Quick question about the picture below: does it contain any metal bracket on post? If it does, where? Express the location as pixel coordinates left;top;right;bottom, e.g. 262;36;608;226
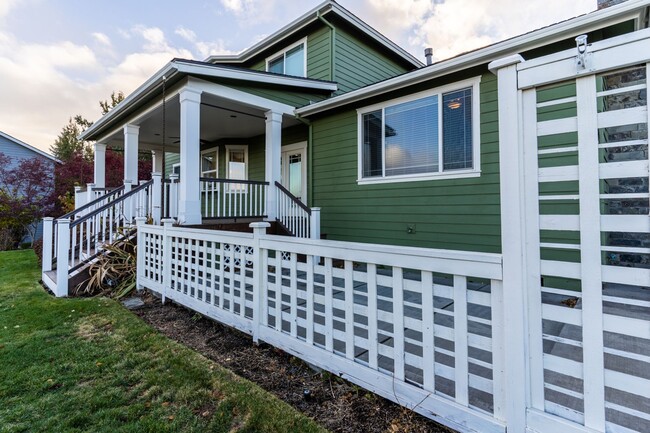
249;222;271;344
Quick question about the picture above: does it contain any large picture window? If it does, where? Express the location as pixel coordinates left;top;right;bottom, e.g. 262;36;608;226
359;79;479;183
266;40;307;77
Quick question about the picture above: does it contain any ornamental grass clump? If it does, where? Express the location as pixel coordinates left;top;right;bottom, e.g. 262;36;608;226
76;231;137;299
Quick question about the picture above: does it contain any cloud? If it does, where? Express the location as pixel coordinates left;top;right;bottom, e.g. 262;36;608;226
91;32;111;47
367;0;596;60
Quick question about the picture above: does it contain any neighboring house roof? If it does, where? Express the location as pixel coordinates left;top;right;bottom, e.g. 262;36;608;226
206;0;424;68
79;59;338;140
296;0;650;116
0;131;61;163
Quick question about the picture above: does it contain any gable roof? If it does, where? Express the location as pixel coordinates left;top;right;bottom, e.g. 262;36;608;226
0;131;61;163
79;59;338;140
296;0;650;116
205;0;424;68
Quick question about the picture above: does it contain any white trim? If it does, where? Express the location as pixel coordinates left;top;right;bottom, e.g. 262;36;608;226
296;0;650;117
225;144;248;180
264;37;307;77
205;1;424;68
0;131;61;163
199;146;219;178
357;76;481;185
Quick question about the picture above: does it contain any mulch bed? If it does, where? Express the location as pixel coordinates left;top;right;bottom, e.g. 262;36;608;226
134;295;453;433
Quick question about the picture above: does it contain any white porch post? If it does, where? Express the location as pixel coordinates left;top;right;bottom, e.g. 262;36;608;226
178;88;201;224
488;55;530;432
124;125;140;184
94;143;106;188
151;150;163;173
264;111;282;221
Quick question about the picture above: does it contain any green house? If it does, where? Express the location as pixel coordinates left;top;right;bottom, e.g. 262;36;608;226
48;0;650;433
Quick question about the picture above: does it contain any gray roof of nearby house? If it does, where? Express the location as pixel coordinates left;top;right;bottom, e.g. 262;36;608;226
206;0;424;68
0;131;61;162
296;0;650;116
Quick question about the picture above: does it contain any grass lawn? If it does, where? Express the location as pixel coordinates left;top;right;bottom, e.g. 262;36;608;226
0;250;324;433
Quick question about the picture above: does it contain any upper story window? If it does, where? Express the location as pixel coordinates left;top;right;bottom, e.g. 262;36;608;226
266;39;307;77
358;78;480;184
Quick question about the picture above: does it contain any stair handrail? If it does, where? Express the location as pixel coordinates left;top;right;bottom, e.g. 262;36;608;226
70;179;153;228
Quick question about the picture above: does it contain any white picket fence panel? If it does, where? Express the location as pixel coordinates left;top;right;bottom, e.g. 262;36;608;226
138;220;504;432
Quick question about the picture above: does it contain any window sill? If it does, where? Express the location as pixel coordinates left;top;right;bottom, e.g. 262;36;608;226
357;170;481;185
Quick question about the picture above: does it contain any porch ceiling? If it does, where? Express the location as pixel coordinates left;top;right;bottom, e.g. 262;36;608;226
100;93;300;152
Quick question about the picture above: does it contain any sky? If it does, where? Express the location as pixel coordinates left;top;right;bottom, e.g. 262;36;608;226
0;0;596;151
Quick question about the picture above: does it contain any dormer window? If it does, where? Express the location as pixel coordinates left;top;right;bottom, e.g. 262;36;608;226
266;39;307;77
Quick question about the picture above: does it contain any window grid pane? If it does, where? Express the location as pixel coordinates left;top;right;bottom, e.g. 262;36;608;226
442;88;474;170
384;95;438;176
363;110;383;177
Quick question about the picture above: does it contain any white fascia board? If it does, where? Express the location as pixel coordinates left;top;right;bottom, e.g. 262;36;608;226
205;1;424;68
296;0;650;117
0;131;61;163
174;60;338;92
78;61;178;140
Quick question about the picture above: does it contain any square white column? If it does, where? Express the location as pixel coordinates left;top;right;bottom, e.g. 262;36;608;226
264;111;282;221
124;125;140;184
151;150;163;173
178;88;201;224
94;143;106;188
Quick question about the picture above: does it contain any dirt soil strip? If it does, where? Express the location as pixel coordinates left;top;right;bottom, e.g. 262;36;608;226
134;295;454;433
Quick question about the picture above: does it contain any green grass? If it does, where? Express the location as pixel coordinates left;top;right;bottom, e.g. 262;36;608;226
0;250;324;433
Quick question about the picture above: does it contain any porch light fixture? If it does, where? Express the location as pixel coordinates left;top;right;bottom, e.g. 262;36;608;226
576;35;587;70
447;98;463;110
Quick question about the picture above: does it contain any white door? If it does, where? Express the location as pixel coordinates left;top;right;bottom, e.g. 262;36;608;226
282;142;307;204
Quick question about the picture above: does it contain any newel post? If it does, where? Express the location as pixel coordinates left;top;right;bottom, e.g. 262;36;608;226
162;218;174;304
42;217;54;272
124;180;134;224
249;222;271;344
151;172;162;225
54;218;74;298
74;185;87;209
135;216;147;292
488;55;530;432
309;207;320;239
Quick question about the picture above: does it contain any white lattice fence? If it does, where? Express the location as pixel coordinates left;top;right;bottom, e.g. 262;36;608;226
139;222;504;432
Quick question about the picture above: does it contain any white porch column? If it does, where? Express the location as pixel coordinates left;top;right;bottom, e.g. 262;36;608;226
94;143;106;188
124;125;140;184
151;150;163;173
178;88;201;224
488;55;528;432
264;111;282;221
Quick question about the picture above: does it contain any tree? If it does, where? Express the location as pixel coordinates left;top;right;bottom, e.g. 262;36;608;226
50;115;93;161
0;153;56;243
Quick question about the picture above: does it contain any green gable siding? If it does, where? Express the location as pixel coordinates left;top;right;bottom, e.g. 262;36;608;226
312;73;501;252
334;28;407;94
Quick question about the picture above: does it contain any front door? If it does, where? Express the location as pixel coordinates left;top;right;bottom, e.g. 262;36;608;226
282;142;307;204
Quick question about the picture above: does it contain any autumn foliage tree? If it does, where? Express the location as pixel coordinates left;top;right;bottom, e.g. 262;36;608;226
0;153;56;249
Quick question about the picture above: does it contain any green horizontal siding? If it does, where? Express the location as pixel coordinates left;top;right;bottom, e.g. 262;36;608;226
312;74;501;252
334;28;406;93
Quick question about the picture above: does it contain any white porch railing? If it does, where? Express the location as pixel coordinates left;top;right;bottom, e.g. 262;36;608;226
138;220;505;433
201;177;269;218
43;174;160;296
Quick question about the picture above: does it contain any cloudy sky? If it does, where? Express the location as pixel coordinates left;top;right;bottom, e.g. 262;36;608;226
0;0;596;150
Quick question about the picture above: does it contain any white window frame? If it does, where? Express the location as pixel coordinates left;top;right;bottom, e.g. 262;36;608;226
266;37;307;77
357;76;481;185
225;144;248;192
199;146;219;179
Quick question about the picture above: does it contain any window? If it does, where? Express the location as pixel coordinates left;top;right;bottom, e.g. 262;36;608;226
226;145;248;189
266;39;307;77
359;79;479;183
201;147;219;179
-------------------------
Task ▸
Put every line of the items above into a JSON list of strings, one string per line, with blank lines skipped. Leave the pictures out.

Answer ▸
[
  "Quick question about the picture below: does it contain any metal bracket on post? If it does, where? Express the location as pixel coordinates left;top;right;bottom, e.g. 262;36;608;226",
  "249;222;271;344",
  "Quick question about the picture above: does it contain any large picture window? If it does, where? Express the location as pixel coordinates left;top;right;bottom, e.g. 262;36;608;226",
  "359;79;479;183",
  "266;40;307;77",
  "Quick question about the picture above: does it contain any ornamental grass clump? If it does, where? Express the location as pixel coordinates left;top;right;bottom, e.g. 262;36;608;226",
  "76;231;137;299",
  "Quick question about the picture above: does it contain any cloud? If it does, where? Express the location as pixel coordinates left;top;right;bottom, e.g. 262;36;608;226",
  "91;32;111;47",
  "367;0;596;60",
  "Quick question about the picture above: does it contain any neighboring house roof? If it does, where? Express the location as pixel coordinates left;top;right;bottom, e.g. 262;36;608;226",
  "206;0;424;68",
  "79;59;338;140",
  "296;0;650;116",
  "0;131;61;163",
  "Quick question about the picture above: does it contain any gable roof? If it does, where? Express the location as pixel coordinates left;top;right;bottom, e.g. 262;36;608;226",
  "0;131;61;163",
  "79;59;338;140",
  "296;0;650;116",
  "205;0;424;68",
  "Quick question about the picture above: does it contain any white trim? If it does, where? Express the location as pixel coordinates left;top;right;bottom, e.g. 262;36;608;226",
  "296;0;650;117",
  "225;144;248;180",
  "264;37;307;77",
  "205;1;424;68",
  "0;131;61;163",
  "199;146;219;178",
  "357;76;481;185",
  "Quick question about the picture above: does it contain any mulch bed? If it does, where? Express the location as pixel coordinates left;top;right;bottom, e.g. 262;36;608;226",
  "134;295;453;433",
  "Quick question about the picture above: does it contain any white porch post? If it does, where? Express the location as pixel coordinates left;top;right;bottom, e.g. 262;36;608;226",
  "178;88;201;224",
  "488;55;530;432",
  "124;125;140;184",
  "94;143;106;188",
  "151;150;163;173",
  "264;111;282;221",
  "Quick question about the picture above: does it contain any green house? If it does, where? Express the location as pixel coordinates left;top;right;bottom, e.g. 262;36;608;226",
  "48;0;650;433",
  "Quick question about the picture above: does it contain any gray roof of nearby house? If it does, where? Express the location as pixel coordinates left;top;right;bottom, e.g. 262;36;608;226",
  "206;0;424;68",
  "0;131;61;162",
  "296;0;650;116",
  "Quick question about the picture above: does it contain any grass lawn? If it does, where? Express the location as pixel coordinates left;top;right;bottom, e.g. 262;36;608;226",
  "0;250;324;433",
  "Quick question about the picture above: does it contain any upper story window? If it does, where? Express the location as pixel coordinates left;top;right;bottom, e.g. 262;36;608;226",
  "266;39;307;77",
  "358;78;480;184",
  "Quick question about the picture above: does it contain any stair handrail? If it does, where? Express the location as pixel coordinates left;top;right;bottom, e.g. 262;36;608;226",
  "70;179;153;228",
  "Quick question about the picture above: does it contain any white picket fence panel? If it does, where? Express the location as pixel coordinates left;top;right;bottom, e.g. 262;36;608;226",
  "138;220;504;432",
  "Quick question about the picture above: does it contain any window sill? If it does, where? Express the location as pixel coordinates left;top;right;bottom, e.g. 262;36;608;226",
  "357;170;481;185",
  "Quick question about the picture above: does it contain any porch ceiling? If it does, where? Express the location as pixel coordinates left;top;right;bottom, e.g. 262;36;608;226",
  "100;93;300;152",
  "Quick question about the picture above: does it contain any sky? If it does, where? Express the location as pixel coordinates left;top;right;bottom, e.g. 262;36;608;226",
  "0;0;596;151",
  "Quick question about the picture above: does it contain any dormer window? If it does, where? Express the location as pixel coordinates left;top;right;bottom, e.g. 262;36;608;226",
  "266;39;307;77",
  "Quick question about the picture above: does it contain any window grid pane? If it does, where? Express the location as pixel coordinates left;top;right;bottom, e.g. 262;36;608;226",
  "442;88;474;170",
  "384;95;438;176",
  "363;110;383;177",
  "Quick question about the picture above: does it contain any white fascia board? If it does, where? Express the location as pixel coordinates left;top;right;bottom, e.g. 262;36;608;226",
  "205;1;424;68",
  "296;0;650;117",
  "0;131;61;163",
  "174;60;338;92",
  "78;61;178;140",
  "Quick question about the picture above: does it contain any square white column? If it does, where? Express the location as pixel coordinates left;top;right;bottom, e.g. 262;36;608;226",
  "264;111;282;221",
  "124;125;140;184",
  "151;150;163;173",
  "178;88;201;224",
  "94;143;106;188",
  "Quick question about the picture above: does it contain any dirt soil strip? If it does, where? Express the location as pixel coordinates left;top;right;bottom, e.g. 262;36;608;226",
  "134;295;454;433",
  "Quick question about the picture above: does it contain any green grass? If it does, where? Express the location as pixel coordinates left;top;right;bottom, e.g. 262;36;608;226",
  "0;250;324;433",
  "Quick question about the picture above: does it contain any porch light fixture? If it does, where? Express the location as pixel coordinates left;top;right;bottom, e.g. 262;36;608;226",
  "576;35;587;70",
  "447;98;463;110",
  "Quick question about the picture above: does it contain any white door? If it does, where? Express the location as pixel coordinates left;top;right;bottom, e.g. 262;36;608;226",
  "282;142;307;204",
  "Quick question about the picture above: does it contain any newel post? If it does, where? Express the location as pixel coordinates left;top;right;bottom, e.g. 262;36;608;226",
  "162;218;174;304",
  "42;217;54;272",
  "124;180;134;224",
  "249;222;271;344",
  "151;172;162;225",
  "54;218;74;298",
  "74;185;87;209",
  "135;216;147;292",
  "488;55;530;432",
  "309;207;320;239",
  "Quick question about the picture above: does it contain any white lattice fence? If it does, where? Express the location as pixel coordinates left;top;right;bottom, e.g. 262;36;608;226",
  "139;222;504;432",
  "Quick question about the picture above: does it contain any white porch column? If it does, where? Express the location as pixel coordinates left;top;right;bottom, e.g. 262;36;608;226",
  "94;143;106;188",
  "124;125;140;184",
  "151;150;163;173",
  "178;88;201;224",
  "488;55;528;432",
  "264;111;282;221",
  "Quick question about the picture above: does it contain any tree? If it does, where? Express the location as pixel coordinates left;top;right;bottom, e.g. 262;36;608;226",
  "50;115;93;161",
  "0;153;56;243",
  "Quick question about the picture above: does it contain any green gable siding? If it does, where? Express the location as pixel coordinates left;top;right;bottom, e.g. 262;36;608;226",
  "312;73;501;252",
  "334;28;407;94",
  "Quick question about the picture above: does it contain any front door? If it does, where? Express the location as pixel coordinates left;top;right;bottom, e.g. 262;36;608;226",
  "282;142;307;204",
  "Quick question about the picture above: does it contain any autumn foliage tree? If it does, where? Express the location as pixel coordinates left;top;right;bottom, e.g. 262;36;608;226",
  "0;153;56;249",
  "Quick question about the picture above: does it contain any green horizontal siding? If it does, where? Express the location as pixel coordinates left;top;right;bottom, e.g. 262;36;608;226",
  "312;74;501;252",
  "334;28;406;93",
  "Quick question about the picture above: does it contain any white porch railing? If it does, where? Express the location as pixel coordinates left;top;right;bottom, e.g. 262;36;608;226",
  "138;220;505;433",
  "201;177;269;218",
  "43;174;160;296",
  "Quick question about the picture above: does it contain any cloudy sky? If it does, where? Express the location as pixel coordinates left;top;right;bottom, e.g. 262;36;608;226",
  "0;0;596;150",
  "Quick question about the picture above: does it contain any white window frame? If it does, where? Express the location as pixel coordinates left;top;right;bottom, e.g. 262;36;608;226",
  "266;37;307;77",
  "357;76;481;185",
  "225;144;248;192",
  "199;146;219;179",
  "Quick question about the picture above: does it contain any window? If it does, where? Express the location as pixel coordinates left;top;right;bottom, e.g. 262;36;608;226",
  "226;145;248;189",
  "266;39;307;77",
  "359;79;479;183",
  "201;147;219;179"
]